:: WHAT YOU SHOULD DO ::
Transcribe all the entries word for word, omitting any pictures they contain.

:: DATA PROVIDED ::
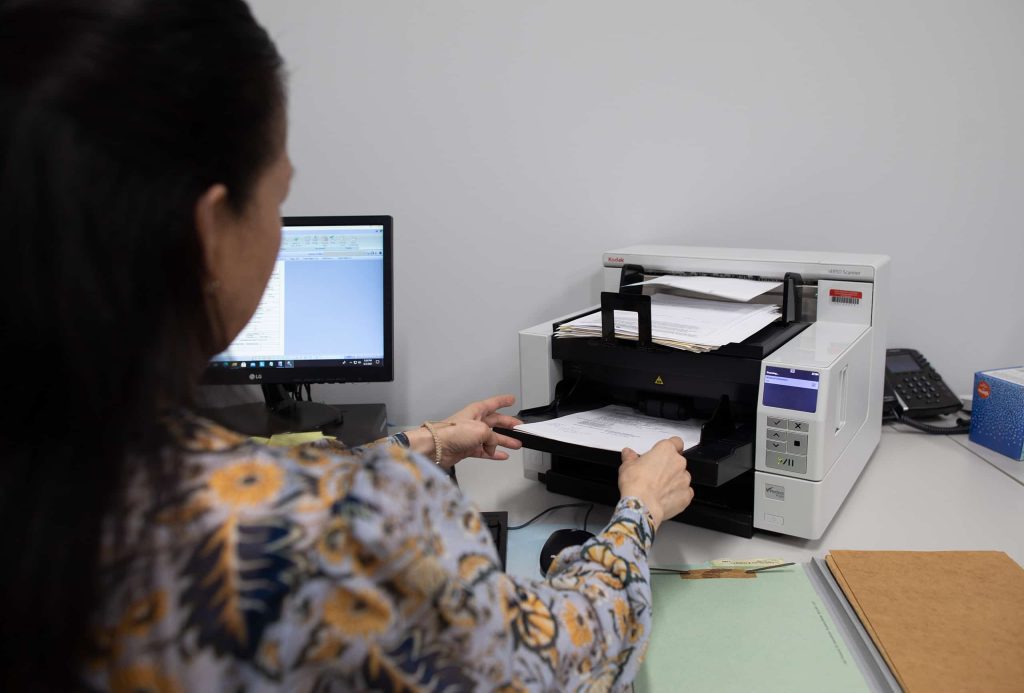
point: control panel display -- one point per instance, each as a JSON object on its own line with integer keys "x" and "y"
{"x": 791, "y": 389}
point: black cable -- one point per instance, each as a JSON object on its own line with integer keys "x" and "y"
{"x": 545, "y": 512}
{"x": 963, "y": 426}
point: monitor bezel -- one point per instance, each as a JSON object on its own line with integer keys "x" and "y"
{"x": 328, "y": 374}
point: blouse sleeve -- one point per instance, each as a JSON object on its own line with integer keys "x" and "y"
{"x": 469, "y": 624}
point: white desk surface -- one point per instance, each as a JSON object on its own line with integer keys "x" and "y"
{"x": 918, "y": 492}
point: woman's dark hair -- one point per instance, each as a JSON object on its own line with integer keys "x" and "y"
{"x": 115, "y": 117}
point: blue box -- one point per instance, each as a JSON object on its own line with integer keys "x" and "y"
{"x": 997, "y": 412}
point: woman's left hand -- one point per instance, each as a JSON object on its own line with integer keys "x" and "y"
{"x": 469, "y": 433}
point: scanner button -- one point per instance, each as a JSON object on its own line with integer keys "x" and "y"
{"x": 798, "y": 443}
{"x": 786, "y": 462}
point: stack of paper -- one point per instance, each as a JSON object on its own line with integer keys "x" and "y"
{"x": 722, "y": 288}
{"x": 680, "y": 322}
{"x": 614, "y": 427}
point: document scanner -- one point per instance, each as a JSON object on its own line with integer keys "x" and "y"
{"x": 792, "y": 414}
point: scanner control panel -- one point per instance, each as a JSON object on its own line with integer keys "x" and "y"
{"x": 786, "y": 444}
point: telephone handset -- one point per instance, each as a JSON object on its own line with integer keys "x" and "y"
{"x": 914, "y": 390}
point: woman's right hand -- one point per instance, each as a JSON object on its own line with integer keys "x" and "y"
{"x": 658, "y": 478}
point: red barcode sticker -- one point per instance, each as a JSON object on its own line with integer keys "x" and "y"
{"x": 845, "y": 296}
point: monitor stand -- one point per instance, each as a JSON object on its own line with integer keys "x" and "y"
{"x": 352, "y": 424}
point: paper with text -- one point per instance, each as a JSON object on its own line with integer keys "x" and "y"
{"x": 614, "y": 427}
{"x": 681, "y": 322}
{"x": 727, "y": 288}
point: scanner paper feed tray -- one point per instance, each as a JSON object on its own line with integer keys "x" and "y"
{"x": 599, "y": 435}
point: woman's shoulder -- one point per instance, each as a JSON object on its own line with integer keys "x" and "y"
{"x": 249, "y": 534}
{"x": 236, "y": 474}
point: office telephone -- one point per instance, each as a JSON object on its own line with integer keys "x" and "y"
{"x": 914, "y": 390}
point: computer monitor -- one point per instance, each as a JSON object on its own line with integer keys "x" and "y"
{"x": 326, "y": 316}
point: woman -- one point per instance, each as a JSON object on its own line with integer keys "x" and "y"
{"x": 142, "y": 166}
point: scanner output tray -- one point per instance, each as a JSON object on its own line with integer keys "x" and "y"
{"x": 713, "y": 462}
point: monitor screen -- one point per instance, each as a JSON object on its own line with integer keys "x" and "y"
{"x": 326, "y": 315}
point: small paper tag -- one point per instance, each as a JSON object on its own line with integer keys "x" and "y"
{"x": 747, "y": 564}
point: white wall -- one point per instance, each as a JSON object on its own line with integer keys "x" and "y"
{"x": 514, "y": 141}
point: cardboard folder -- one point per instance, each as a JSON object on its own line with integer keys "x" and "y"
{"x": 943, "y": 620}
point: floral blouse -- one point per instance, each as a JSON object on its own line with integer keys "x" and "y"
{"x": 325, "y": 568}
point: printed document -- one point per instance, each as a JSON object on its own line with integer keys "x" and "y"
{"x": 614, "y": 427}
{"x": 681, "y": 322}
{"x": 724, "y": 288}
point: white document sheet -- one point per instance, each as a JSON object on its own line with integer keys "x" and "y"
{"x": 614, "y": 427}
{"x": 693, "y": 325}
{"x": 726, "y": 288}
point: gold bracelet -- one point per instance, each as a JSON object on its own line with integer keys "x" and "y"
{"x": 429, "y": 425}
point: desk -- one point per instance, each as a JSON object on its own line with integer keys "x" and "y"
{"x": 919, "y": 491}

:: SOLUTION TO THIS EXERCISE ::
point: control panel display -- one point per instance, each as a JSON object on its own line with integer keys "x" and "y"
{"x": 791, "y": 389}
point: black cable -- one point per instance, each as a JSON object on its own line with integer keys "x" and "y"
{"x": 545, "y": 512}
{"x": 963, "y": 426}
point: monitor bezel -- one point per instance, each as a JSON object on its own line with integer keys "x" and "y"
{"x": 328, "y": 374}
point: blouse sleeve -- one point per instance, each as a JSON object on its own line with integer keys "x" and "y"
{"x": 469, "y": 624}
point: white desk surface -- one point per instance, each as a JSON object on its own line with integer keys "x" and "y"
{"x": 918, "y": 492}
point: woman's dark hair -- one point per instance, each as a JSON object on its own line with integer keys "x" and "y"
{"x": 115, "y": 117}
point: blue box -- one point per instance, each as a JSON object on its own line with integer keys "x" and "y"
{"x": 997, "y": 412}
point: woman's left hand -- one point per instance, each as a JSON object on its own line with integer keys "x" and "y"
{"x": 469, "y": 433}
point: scanner button -- one point per instance, each as a JSON object on its own line with integer keys "x" and "y"
{"x": 798, "y": 443}
{"x": 786, "y": 462}
point: stack of paper -- one point per instance, each as a JSON object on its own line with integer keys "x" and "y"
{"x": 722, "y": 288}
{"x": 680, "y": 322}
{"x": 614, "y": 427}
point: document scanner -- one point per instance, each as a JSON object on its own line with integer keys "x" and "y"
{"x": 792, "y": 414}
point: scanner control panel -- one point per instance, each as a JSON object on its own line with integer keys "x" and "y"
{"x": 786, "y": 444}
point: telephone handset -- one point per instance, each as a JSON object on its own line with integer keys "x" and "y"
{"x": 914, "y": 390}
point: woman's right hand -- one point per instance, each as a JSON object on its own line with integer keys "x" and "y"
{"x": 658, "y": 478}
point: red barcode sticker -- one point per instance, each as a JSON object on its own line with integer keys "x" and "y"
{"x": 845, "y": 296}
point: monitor stand -- one point per instance, each as a JSON object on its own line with integer keys "x" and "y"
{"x": 352, "y": 424}
point: paper with text -- one point per instance, each as a JSON object on its own line with integer keys "x" and "y"
{"x": 614, "y": 427}
{"x": 681, "y": 322}
{"x": 727, "y": 288}
point: scanner paper feed tray -- one point per instance, each as a JSON object on its own line with integer keys "x" and "y"
{"x": 599, "y": 435}
point: woman's shoulder -- one point per instance, each as a JSON object on its own line with integer keys "x" and "y"
{"x": 249, "y": 534}
{"x": 236, "y": 474}
point: office telephone -- one point per instance, each as a JSON object on its own line with integer keys "x" and "y"
{"x": 914, "y": 390}
point: computer monitor -- one point per instance, each as a JSON object on its own line with integer keys "x" and "y"
{"x": 326, "y": 316}
point: woman -- one point per instance, each as a JSON object on its own line with integer keys "x" and "y"
{"x": 142, "y": 166}
point: scanner output tray -- one point per instance, each as a JSON object on its own line with integer keys "x" and "y"
{"x": 713, "y": 462}
point: monitor screen -- one point per instance, each as a JSON object on its own line with integer keys "x" and "y"
{"x": 326, "y": 315}
point: small paper tag -- one point per instance, each as a JSON object on its own line with integer keys "x" and "y"
{"x": 747, "y": 564}
point: white wall -- one point per instance, each as a JSON object on its own line with integer keys "x" and "y"
{"x": 514, "y": 141}
point: cardboard folder -- one point per instance, each as a JSON object on its own line with integer keys "x" and "y"
{"x": 943, "y": 620}
point: floral blouse -- one point per instance, each as a JSON object on its own line with integer keys "x" and "y"
{"x": 325, "y": 568}
point: printed document -- one point per instance, each as a JSON object on its own line with integer keys "x" and "y"
{"x": 614, "y": 427}
{"x": 681, "y": 322}
{"x": 724, "y": 288}
point: white document sheet -- one point per instance, each as a JSON object on its own line with integer keys "x" and "y"
{"x": 614, "y": 427}
{"x": 693, "y": 325}
{"x": 726, "y": 288}
point: gold bracelet -- one point per instance, each as a JSON object on its own line with integer keys "x" and "y"
{"x": 429, "y": 425}
point: desk -- one point per instance, each as a JSON object on its own line with integer keys "x" and "y"
{"x": 919, "y": 491}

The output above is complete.